- Alexei Khvostenko at a concert in Moscow, in April 2004

Background information
- Also known as: Khvost (Russian: Хвост)
- Born: Alexei L'vovich Khvostenko 14 November 1940
- Origin: Sverdlovsk (now Yekaterinburg), Soviet Union
- Died: 30 November 2004 (aged 64) Moscow, Russia
- Genres: Bard
- Occupations: Singer, poet, artist, singer-songwriter, songwriter
- Instruments: Vocals, guitar
- Years active: 1970–2004

= Alexei Khvostenko =

Russian musician and poet (1940-2004)

Alexei Khvostenko (Алексей Львович Хвостенко; 14 November 1940 – 30 November 2004) was a Russian avant-garde poet, singer-songwriter, artist and sculptor. Khvostenko is also frequently referred to by the nickname Khvost (Хвост), meaning "tail".

==Biography==
Alexei Khvostenko was born on 14 November 1940 in Sverdlovsk (now Yekaterinburg). He soon moved to Leningrad (now Saint Petersburg), where he grew up. He studied at the Leningrad State Institute of Theatre, Music and Cinematography. In 1963 he published through samizdat his first book, "Podozritel'" (translates, roughly, as "He, who suspects"). While in Leningrad, together with Anri Volokhonsky, Khvostenko founded an avant-garde literary group, "Verpa".

In 1968 Khvostenko moved to Moscow and became an active figure in Russian underground literary circles, publishing his poetry and songs through samizdat. Khvostenko became a prominent figure in the revival of the avant-garde movement in Soviet literature and art that became possible during Nikita Khrushchev's "thaw" after the death of Joseph Stalin. He is sometimes referred to as the "grandfather of Russian rock".
Khvostenko co-wrote (with Volokhonsky) the song "The Golden City" ("Город золотой") that later achieved iconic status in Russia when it was sung by Boris Grebenshchikov in the 1987 film "Assa". Apart from literary works, Khvostenko was also an accomplished painter and sculptor (although his work was not officially exhibited), known for his innovative collages.

Although he did not consider himself to be a political dissident, Khvostenko was regularly harassed and persecuted by the Soviet authorities, accused of social parasitism (тунея́дство), and at one point was put into a psychiatric hospital (a tactic commonly employed by the Soviet authorities for punishing political dissidents). At the time Khvostenko was good friends with a prominent Russian poet Joseph Brodsky, who was also persecuted by the Soviet authorities.

In 1977 Khvostenko was forced by the Soviet authorities to emigrate. He ended up settling in Paris. There Khvostenko, together with Vladimir Maramzin, launched a literary journal, "Echo" ("Эхо"). Khvostenko became a leading figure in the Russian literary community in France. His Paris studio space—an art squat on the corner of 14 rue Juliette Dodu and rue Sambre et Meuse, in the 10th Arrondissement of Paris—became "a kind of club, where many famous groups and singers performed".
While living in France, Khvostenko recorded a number of song albums, including several albums in the 1990s with the Russian rock group Auktyon (АукцЫон).
His songs became widely popular in Russia, particularly after the dissolution of the Soviet Union.

In 2004, after a personal appeal to President Vladimir Putin, Khvostenko regained his Russian citizenship. Subsequently, he divided his time between Paris and Moscow. Alexei Khvostenko died of heart failure on 30 November 2004 in a Moscow hospital.

A year after his death Alexei Khvostenko's friends published his collected literary works in an anthology called "Verpa" – a word "invented by Khvostenko to describe his literary credo".

Task list ▸
1 > In the Khvostenko biography, rewrite the part that opens with the words containing "In 2004, after" and closes with "a Moscow hospital.", changing "heart failure" to "cardiac arrest".
2 > Which literary journal did Khvostenko launch in Paris together with Vladimir Maramzin, according to the Khvostenko biography?

Dataset extract ▸
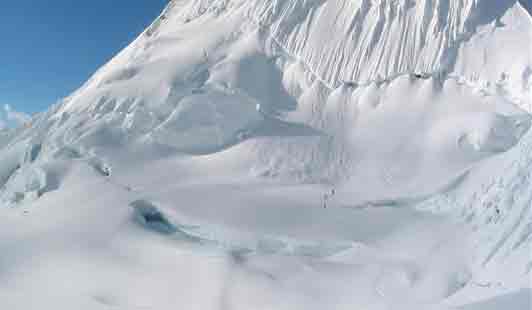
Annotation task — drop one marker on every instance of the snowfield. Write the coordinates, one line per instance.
(297, 154)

Responses for each task ▸
1 >
In 2004, after a personal appeal to President Vladimir Putin, Khvostenko regained his Russian citizenship. Subsequently, he divided his time between Paris and Moscow. Alexei Khvostenko died of cardiac arrest on 30 November 2004 in a Moscow hospital.

2 > "Echo" ("Эхо")